Data entries –
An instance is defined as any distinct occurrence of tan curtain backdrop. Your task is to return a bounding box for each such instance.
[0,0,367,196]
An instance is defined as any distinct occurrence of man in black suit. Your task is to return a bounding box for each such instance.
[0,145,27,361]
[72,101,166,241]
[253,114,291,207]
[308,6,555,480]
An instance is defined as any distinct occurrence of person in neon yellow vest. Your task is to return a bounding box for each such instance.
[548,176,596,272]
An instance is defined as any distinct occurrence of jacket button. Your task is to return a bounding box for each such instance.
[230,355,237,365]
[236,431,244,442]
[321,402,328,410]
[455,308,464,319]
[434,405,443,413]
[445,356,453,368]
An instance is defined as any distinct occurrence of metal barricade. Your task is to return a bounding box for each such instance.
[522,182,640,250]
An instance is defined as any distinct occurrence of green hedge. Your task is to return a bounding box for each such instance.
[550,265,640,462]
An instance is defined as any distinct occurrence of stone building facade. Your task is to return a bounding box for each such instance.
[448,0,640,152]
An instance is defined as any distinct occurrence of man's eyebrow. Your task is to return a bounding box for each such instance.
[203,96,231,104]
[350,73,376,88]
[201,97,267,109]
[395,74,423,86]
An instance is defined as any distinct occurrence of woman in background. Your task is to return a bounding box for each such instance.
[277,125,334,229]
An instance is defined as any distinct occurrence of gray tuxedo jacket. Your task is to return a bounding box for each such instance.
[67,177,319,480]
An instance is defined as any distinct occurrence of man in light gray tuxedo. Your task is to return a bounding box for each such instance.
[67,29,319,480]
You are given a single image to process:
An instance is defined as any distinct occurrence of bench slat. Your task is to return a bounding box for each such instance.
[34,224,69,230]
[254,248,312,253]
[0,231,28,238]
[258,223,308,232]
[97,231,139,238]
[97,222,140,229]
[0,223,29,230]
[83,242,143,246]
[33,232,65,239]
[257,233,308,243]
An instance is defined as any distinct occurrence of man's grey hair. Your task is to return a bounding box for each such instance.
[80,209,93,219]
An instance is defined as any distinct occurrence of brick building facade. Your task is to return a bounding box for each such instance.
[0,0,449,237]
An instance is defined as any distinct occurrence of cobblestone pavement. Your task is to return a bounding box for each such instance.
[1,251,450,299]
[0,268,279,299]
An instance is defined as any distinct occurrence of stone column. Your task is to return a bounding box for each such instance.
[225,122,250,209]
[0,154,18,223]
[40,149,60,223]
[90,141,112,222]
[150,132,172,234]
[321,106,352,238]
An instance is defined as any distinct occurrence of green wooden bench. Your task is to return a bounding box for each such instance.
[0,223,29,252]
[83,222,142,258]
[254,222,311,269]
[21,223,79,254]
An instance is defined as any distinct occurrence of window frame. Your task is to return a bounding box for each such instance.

PROBLEM STATEMENT – All of the records above need to be printed again exactly as they appear.

COMPLETED TASK –
An instance is defined as any distinct occurrence of tan curtain backdrop. Your task is to return a bounding box for each such instance.
[0,0,367,196]
An instance is defined as any distinct occurrence of man in black suit. Your task is to return a bounding box for each such instance.
[0,145,27,361]
[72,101,166,241]
[253,114,291,207]
[308,6,555,480]
An instance is defined as any distinct occurrence of person in neon yellow vest. Your task is to return a bounding box for each such instance.
[548,176,596,272]
An instance is defined as any distinct occurrence of jacket button. Your task is to return a bounding box for each such instance.
[230,355,237,365]
[236,431,244,442]
[321,402,328,410]
[455,308,464,319]
[434,405,443,413]
[445,356,453,368]
An instance is defined as any distinct occurrence of metal barricade. Your task is to return a bounding box for each such instance.
[522,182,640,250]
An instance is defined as any distinct occurrence of green hedge. Your task is to return a bounding box for each such instance.
[550,265,640,462]
An instance is defined as any distinct occurrence of stone building facade. Your task is to return a bounding box for each such instance.
[448,0,640,152]
An instance is defined as any distinct occurrence of man's eyebrow. Your task is to return a bounding box for each such instance.
[203,96,231,104]
[350,73,376,88]
[201,97,267,109]
[395,74,423,86]
An instance is defined as any distinct occurrence of woman in background. Your task is to return a bounding box for each such instance.
[277,125,334,229]
An instance is defined as any distinct occurrence of gray tuxedo jacket. Your task is to return a bounding box for each such instance.
[67,177,319,480]
An instance is defined as any distinct occurrence of man in light gray tuxedo. Your task is to return a bounding box for each such instance.
[67,29,319,480]
You are given a single image to process:
An instance is defined as any distinct occurrence of bench slat. Your task is to return a bounding box for each such instance.
[34,224,69,230]
[254,248,312,253]
[0,231,28,238]
[258,223,308,232]
[97,231,139,238]
[97,222,140,229]
[0,223,29,230]
[83,242,143,246]
[33,232,65,239]
[257,233,308,243]
An instance is defined as any distinct occurrence of man's grey hair. Your task is to return a bounding box for each such instance.
[80,209,93,219]
An instance is defined as any distinct occurrence of brick building facade. Your task is to return a bounding box for each such instance.
[0,0,449,237]
An instance is defined as any distinct occurrence of cobblestone pavement. Your task is to return a bounding box for each such instance.
[1,251,450,299]
[0,268,279,299]
An instance is defined as any distinct occurrence of stone column. Your task is to return a bounding box for each such instance.
[225,122,250,209]
[0,154,18,223]
[40,149,60,223]
[90,141,112,222]
[150,132,172,234]
[321,106,352,238]
An instance is defined as any distinct occurrence of green wooden bench. Your task is to return a bounding box for each such instance.
[0,223,29,252]
[83,222,142,258]
[254,222,311,269]
[21,223,79,254]
An instance is defined as any distinct occurrence of window frame. Your task is to return a bounding box for each such instance.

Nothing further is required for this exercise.